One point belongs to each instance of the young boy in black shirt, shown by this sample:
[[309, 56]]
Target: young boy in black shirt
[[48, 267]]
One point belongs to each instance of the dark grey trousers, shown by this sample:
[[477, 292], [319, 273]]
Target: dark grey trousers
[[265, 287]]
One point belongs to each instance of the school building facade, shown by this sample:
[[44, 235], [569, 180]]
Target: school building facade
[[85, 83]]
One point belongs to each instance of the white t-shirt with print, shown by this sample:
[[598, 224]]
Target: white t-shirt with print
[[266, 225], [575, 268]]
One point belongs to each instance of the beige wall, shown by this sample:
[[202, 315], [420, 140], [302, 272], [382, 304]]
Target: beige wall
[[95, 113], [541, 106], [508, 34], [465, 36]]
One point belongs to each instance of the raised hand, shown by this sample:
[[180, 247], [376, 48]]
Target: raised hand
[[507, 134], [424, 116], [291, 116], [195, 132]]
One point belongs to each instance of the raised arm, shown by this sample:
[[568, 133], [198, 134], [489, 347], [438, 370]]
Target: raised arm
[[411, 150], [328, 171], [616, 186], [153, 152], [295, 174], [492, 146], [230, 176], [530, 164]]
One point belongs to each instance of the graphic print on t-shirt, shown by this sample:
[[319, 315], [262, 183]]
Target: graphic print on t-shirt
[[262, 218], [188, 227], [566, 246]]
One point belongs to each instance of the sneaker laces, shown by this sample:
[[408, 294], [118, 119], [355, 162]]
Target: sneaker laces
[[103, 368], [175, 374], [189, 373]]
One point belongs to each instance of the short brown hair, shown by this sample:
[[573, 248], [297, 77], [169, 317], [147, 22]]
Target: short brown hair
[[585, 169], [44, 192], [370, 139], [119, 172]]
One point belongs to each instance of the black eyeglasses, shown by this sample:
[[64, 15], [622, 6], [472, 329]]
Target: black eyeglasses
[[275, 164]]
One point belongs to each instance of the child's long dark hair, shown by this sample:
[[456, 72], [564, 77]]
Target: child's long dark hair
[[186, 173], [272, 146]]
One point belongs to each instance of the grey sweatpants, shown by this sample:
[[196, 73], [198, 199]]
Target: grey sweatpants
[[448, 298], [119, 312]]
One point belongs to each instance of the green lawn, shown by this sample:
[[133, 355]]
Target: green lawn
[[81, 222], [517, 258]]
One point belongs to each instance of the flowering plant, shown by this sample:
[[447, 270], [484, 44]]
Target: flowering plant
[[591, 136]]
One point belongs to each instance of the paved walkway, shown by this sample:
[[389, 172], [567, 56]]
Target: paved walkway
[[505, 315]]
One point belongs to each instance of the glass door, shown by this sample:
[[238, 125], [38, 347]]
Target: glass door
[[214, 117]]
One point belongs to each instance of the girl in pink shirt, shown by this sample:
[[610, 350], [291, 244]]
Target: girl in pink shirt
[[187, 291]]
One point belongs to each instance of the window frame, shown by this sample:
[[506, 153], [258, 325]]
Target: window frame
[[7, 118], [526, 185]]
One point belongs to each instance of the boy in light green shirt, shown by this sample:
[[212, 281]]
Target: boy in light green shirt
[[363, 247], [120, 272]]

**Directive**
In the entries above, take the line containing "One point belongs to each instance of the short" and each later line through the last, and repeat them exactly. Output nothing else.

**Task result**
One point belongs to each instance of the short brown hair, shown by this sample:
[[573, 248], [297, 77], [169, 317], [147, 22]]
Target: short brown hair
[[585, 169], [44, 192], [370, 139], [119, 172]]
One point belongs to each instance of the black eyeglasses, shown by this sample:
[[64, 15], [622, 6], [472, 329]]
Target: black eyeglasses
[[275, 164]]
One point belongs to each instance of the child's long dark hair, shown by this sample:
[[456, 72], [564, 77]]
Target: child's long dark hair
[[186, 173], [272, 146]]
One point belongs to each instance of the grey sweatpants, shown by this sample:
[[196, 73], [198, 199]]
Target: grey sweatpants
[[448, 298], [119, 312]]
One point belongs to each instance of the green lawn, shown by this sample:
[[133, 355]]
Target: green lawn
[[81, 222], [517, 258]]
One point belongs to each instance of the flowering plant, shown by this sample:
[[447, 270], [484, 44]]
Target: flowering plant
[[591, 136]]
One point belongs to each instance of the paved walkway, shown by this sample:
[[389, 172], [567, 56]]
Target: paved walkway
[[505, 315]]
One point belongs to each instance of the glass door, shown by this sample:
[[238, 125], [38, 347]]
Target: glass door
[[214, 117]]
One point belongs to each instance of the girl in pink shirt, shown by this sample:
[[610, 350], [291, 244]]
Target: girl in pink shirt
[[187, 291]]
One point belongs to each instance of the window frame, shown by this sample:
[[506, 153], [258, 325]]
Target: window frame
[[7, 118], [526, 185]]
One point belongs to each instance of the boy in light green shirt, shown by this sample:
[[212, 281]]
Target: boy in light green shirt
[[363, 247], [120, 272]]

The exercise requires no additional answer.